Direction
Copy each row below word for word, without changing anything.
───── Input records ─────
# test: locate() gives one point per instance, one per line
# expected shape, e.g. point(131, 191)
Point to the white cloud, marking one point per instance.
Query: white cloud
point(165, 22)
─────
Completed task
# test: locate() gives one point per instance, one per line
# expected shape, e.g. point(131, 191)
Point to the white cloud, marking one point per instance.
Query: white cloud
point(165, 22)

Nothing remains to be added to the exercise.